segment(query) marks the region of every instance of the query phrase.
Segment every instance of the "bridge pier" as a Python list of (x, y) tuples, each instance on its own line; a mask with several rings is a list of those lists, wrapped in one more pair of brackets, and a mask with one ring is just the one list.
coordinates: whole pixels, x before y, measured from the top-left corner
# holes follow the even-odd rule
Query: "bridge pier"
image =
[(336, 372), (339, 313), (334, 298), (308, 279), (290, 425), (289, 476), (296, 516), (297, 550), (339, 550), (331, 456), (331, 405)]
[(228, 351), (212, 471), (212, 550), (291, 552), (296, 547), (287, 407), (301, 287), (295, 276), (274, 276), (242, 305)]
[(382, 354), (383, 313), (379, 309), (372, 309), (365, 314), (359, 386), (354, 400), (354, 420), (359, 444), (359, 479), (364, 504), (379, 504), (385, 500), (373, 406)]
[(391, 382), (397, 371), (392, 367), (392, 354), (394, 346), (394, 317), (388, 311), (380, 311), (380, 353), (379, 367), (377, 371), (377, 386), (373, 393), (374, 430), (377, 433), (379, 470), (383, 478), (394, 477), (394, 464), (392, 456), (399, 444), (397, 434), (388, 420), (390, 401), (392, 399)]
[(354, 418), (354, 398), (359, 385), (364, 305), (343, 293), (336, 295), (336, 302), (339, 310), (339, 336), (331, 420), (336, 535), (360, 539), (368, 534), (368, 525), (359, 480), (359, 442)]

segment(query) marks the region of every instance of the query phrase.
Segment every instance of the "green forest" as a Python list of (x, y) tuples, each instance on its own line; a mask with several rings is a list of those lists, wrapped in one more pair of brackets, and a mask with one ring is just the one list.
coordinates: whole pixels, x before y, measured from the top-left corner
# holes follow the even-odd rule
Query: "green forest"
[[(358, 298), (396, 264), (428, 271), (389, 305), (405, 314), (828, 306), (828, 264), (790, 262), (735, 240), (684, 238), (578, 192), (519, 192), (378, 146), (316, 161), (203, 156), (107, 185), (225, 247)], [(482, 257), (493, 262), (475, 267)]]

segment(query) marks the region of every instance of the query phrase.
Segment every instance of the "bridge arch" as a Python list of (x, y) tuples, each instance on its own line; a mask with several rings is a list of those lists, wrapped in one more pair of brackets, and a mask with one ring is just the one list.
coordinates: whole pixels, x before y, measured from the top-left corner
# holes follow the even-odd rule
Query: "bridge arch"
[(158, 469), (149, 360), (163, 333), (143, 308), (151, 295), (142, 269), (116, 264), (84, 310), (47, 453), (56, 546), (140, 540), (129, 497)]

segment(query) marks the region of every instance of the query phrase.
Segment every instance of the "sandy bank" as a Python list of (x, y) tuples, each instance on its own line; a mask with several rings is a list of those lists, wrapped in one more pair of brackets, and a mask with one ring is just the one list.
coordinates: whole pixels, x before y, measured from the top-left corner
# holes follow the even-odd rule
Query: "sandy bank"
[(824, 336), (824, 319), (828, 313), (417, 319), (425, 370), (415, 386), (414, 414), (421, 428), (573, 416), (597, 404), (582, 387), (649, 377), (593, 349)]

*STATED GOAL*.
Reproduce all four items above verbatim, preserving every line in its original order.

*TASK SOLUTION*.
segment(query) marks the region of every instance of the query phrase.
Segment every instance of the "bridge pier" as a Python list of (x, y) tuples, each instance on its own line; a mask with several rings is a list of those lists, wrapped in one more pair of brackets, and a mask with one ring is just the one list.
coordinates: whole pixels, x before y, measured from the top-left corner
# holes follow the even-odd rule
Query: "bridge pier"
image =
[(336, 372), (339, 313), (334, 298), (308, 279), (290, 425), (289, 476), (296, 516), (297, 550), (339, 550), (331, 456), (331, 405)]
[(228, 351), (212, 471), (212, 550), (291, 552), (296, 547), (287, 407), (301, 287), (295, 276), (274, 276), (242, 305)]
[(382, 354), (383, 313), (379, 309), (372, 309), (365, 314), (359, 386), (354, 400), (354, 420), (359, 444), (359, 479), (364, 504), (379, 504), (385, 500), (373, 406)]
[(391, 382), (397, 371), (392, 367), (392, 354), (394, 346), (394, 317), (388, 311), (380, 311), (380, 353), (379, 367), (377, 371), (377, 386), (373, 393), (374, 430), (377, 433), (379, 470), (383, 478), (394, 477), (394, 464), (392, 456), (399, 444), (397, 434), (388, 420), (390, 401), (392, 399)]
[(354, 418), (354, 398), (359, 385), (364, 305), (343, 293), (336, 295), (336, 302), (339, 310), (339, 336), (331, 420), (336, 535), (360, 539), (368, 534), (368, 525), (359, 480), (359, 442)]

segment(query) marks the region of every instance of the query phrase.
Segment every instance of the "green forest" as a Python list of (x, y) tuples, each instance on its own line; a mask with several rings is a list of those lists, wrapped in one more pair of brackets, and a mask with one ring is just the one list.
coordinates: whole pixels, x before y, measured from the top-left corner
# holes follow the even-odd rule
Query: "green forest"
[[(358, 298), (396, 264), (428, 271), (389, 305), (405, 314), (828, 306), (828, 264), (790, 262), (735, 240), (684, 238), (578, 192), (519, 192), (378, 146), (316, 161), (203, 156), (107, 185), (225, 247)], [(482, 257), (493, 262), (475, 267)]]

segment(query) marks the region of every instance of the query phrase.
Segment every instance of the "bridge arch" as a Python list of (x, y) tuples, each instance on its own line; a mask with several rings is a list of those lists, wrapped in one more pair of brackets, and a mask with one ring is just the one list.
coordinates: whole pixels, x before y, measured from the top-left corner
# holes follow the even-odd rule
Query: "bridge arch"
[(158, 469), (149, 360), (163, 333), (143, 308), (151, 295), (142, 269), (116, 264), (84, 310), (47, 453), (56, 546), (140, 540), (129, 497)]

segment(query) marks the region of every instance of the query phrase.
Segment every instance of the "sandy bank" as a Python list of (x, y) tuples, each instance on its own line; a mask with several rings is a list of those lists, wrapped in one more pair of brackets, and a mask with one ring is just the one list.
coordinates: whole pixels, x before y, measured from the top-left corner
# holes follow the even-odd rule
Query: "sandy bank"
[(824, 336), (824, 319), (828, 313), (417, 319), (425, 370), (415, 386), (414, 414), (421, 428), (573, 416), (597, 404), (582, 387), (649, 377), (593, 349)]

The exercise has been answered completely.